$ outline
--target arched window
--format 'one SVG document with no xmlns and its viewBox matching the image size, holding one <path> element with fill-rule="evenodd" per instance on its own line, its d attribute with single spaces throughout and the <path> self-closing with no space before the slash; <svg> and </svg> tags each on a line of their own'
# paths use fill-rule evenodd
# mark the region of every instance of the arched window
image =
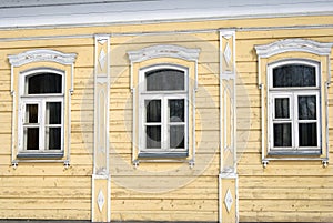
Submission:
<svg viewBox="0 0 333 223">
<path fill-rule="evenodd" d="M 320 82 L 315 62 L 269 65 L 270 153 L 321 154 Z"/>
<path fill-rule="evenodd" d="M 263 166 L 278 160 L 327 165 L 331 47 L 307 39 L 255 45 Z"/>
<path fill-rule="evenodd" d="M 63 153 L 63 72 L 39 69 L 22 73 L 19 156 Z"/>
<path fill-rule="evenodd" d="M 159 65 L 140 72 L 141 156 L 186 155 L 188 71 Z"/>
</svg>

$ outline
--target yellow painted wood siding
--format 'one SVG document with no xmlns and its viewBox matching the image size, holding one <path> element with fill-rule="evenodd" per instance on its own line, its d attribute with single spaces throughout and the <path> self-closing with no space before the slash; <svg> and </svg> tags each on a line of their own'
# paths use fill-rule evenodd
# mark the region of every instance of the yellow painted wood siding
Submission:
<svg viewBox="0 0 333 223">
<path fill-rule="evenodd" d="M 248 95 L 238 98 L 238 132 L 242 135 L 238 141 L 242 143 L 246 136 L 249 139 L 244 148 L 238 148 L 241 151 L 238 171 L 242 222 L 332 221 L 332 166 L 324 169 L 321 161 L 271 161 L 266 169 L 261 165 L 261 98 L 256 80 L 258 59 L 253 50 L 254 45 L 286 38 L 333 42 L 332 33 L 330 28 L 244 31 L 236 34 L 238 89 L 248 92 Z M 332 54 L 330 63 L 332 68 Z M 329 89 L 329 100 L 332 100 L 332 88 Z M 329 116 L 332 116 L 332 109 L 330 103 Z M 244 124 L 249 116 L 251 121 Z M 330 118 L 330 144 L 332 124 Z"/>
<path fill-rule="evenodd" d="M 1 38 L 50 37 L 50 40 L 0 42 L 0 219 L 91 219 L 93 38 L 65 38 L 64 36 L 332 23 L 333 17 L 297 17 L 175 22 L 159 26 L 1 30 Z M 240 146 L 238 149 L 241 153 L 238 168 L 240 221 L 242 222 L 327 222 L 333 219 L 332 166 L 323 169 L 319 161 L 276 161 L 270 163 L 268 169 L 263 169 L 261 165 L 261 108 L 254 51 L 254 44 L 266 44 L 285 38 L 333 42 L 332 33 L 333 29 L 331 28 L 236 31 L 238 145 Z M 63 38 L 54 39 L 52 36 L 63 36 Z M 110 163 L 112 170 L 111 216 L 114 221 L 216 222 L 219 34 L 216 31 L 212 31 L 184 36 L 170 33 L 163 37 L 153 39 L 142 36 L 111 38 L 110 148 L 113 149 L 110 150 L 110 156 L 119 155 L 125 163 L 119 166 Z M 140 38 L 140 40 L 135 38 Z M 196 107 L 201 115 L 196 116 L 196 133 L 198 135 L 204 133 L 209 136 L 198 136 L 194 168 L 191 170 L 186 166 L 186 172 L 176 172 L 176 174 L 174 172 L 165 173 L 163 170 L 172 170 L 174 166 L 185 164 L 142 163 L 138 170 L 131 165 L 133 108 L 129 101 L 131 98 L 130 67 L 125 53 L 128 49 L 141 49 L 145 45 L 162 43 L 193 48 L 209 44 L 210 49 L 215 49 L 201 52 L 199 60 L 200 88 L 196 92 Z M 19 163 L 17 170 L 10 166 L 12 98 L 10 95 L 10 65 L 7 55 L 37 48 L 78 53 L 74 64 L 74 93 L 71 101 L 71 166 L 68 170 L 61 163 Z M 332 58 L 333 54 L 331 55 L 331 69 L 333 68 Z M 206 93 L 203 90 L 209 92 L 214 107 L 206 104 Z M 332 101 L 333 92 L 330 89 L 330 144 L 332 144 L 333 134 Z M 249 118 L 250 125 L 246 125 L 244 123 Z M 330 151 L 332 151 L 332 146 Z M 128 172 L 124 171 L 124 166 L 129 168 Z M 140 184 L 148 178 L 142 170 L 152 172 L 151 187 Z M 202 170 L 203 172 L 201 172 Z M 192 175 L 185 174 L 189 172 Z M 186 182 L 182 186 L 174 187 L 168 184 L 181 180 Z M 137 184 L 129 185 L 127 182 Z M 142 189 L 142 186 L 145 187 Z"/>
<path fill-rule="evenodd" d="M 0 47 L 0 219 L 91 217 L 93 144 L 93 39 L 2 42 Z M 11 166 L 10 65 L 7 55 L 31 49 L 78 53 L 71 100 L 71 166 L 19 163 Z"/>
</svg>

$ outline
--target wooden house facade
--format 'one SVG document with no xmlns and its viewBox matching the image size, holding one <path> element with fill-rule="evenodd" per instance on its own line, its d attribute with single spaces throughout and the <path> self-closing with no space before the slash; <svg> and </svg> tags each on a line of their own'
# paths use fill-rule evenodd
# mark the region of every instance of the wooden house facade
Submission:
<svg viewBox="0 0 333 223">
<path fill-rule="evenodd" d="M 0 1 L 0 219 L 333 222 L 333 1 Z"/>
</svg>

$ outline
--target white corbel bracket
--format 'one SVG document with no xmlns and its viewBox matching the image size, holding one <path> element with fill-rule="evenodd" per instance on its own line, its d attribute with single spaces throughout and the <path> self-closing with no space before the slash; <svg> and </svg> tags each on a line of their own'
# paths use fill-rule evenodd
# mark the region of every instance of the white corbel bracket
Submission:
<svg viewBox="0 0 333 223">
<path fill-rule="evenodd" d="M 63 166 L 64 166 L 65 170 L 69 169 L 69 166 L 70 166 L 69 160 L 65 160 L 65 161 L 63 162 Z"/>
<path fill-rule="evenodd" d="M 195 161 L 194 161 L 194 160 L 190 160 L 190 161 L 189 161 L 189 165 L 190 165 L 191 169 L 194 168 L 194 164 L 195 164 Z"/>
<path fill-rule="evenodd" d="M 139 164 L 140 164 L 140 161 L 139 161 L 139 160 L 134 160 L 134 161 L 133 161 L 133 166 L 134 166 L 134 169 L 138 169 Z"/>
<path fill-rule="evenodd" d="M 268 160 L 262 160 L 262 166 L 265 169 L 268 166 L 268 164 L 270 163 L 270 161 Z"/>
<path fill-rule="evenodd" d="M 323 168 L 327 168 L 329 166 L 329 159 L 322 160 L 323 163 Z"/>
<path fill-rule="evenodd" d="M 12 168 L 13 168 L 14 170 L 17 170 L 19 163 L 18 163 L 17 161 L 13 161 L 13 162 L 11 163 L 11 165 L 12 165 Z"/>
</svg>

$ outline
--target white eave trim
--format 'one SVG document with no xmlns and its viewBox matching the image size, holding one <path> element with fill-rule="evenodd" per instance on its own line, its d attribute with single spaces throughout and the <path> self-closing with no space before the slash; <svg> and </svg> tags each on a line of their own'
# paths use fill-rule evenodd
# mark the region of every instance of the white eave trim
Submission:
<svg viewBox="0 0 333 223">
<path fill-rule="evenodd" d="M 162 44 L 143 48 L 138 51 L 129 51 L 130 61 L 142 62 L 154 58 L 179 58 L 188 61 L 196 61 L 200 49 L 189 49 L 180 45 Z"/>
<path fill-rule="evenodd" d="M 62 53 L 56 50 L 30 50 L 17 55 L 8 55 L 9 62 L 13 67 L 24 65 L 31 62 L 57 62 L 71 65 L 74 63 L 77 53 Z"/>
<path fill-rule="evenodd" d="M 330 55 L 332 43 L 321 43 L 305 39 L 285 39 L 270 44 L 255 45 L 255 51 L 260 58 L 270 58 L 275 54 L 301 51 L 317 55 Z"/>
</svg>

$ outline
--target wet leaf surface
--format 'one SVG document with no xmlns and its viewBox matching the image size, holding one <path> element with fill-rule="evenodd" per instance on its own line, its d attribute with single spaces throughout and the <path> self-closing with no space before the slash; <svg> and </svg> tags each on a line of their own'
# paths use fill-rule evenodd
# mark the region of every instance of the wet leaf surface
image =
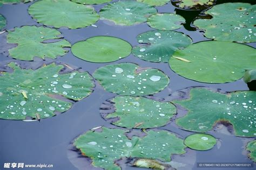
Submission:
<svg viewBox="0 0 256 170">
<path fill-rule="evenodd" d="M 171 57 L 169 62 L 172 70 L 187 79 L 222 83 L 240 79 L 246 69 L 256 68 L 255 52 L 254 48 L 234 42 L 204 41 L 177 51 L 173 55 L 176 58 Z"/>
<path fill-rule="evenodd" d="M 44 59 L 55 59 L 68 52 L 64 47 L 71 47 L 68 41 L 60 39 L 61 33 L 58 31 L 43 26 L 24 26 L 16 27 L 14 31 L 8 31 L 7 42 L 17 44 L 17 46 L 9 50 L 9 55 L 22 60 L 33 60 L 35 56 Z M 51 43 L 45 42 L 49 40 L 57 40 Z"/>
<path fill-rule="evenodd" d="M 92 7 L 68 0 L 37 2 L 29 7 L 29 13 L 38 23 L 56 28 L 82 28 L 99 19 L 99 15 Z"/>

----

*EXERCISE DIRECTIONS*. Reproduce the rows from the start through the line containing "320 82 L 315", inclusive, and shift every viewBox value and path coordinate in the answers up by 68, leaving the requests unchanged. Omit the pictures.

*WRITTEN SOLUTION*.
$ outline
--target arched window
--format 'one SVG document with no xmlns and its viewBox matching the image size, holding one <path> element with fill-rule="evenodd" per instance on its own line, its d attribute with single spaces throughout and the <path> self-closing with no space before the slash; <svg> and </svg> tags each on a line of their own'
# paths use fill-rule evenodd
# mark the region of every instance of the arched window
image =
Submission:
<svg viewBox="68 68 401 291">
<path fill-rule="evenodd" d="M 388 150 L 383 130 L 337 133 L 338 221 L 389 222 Z"/>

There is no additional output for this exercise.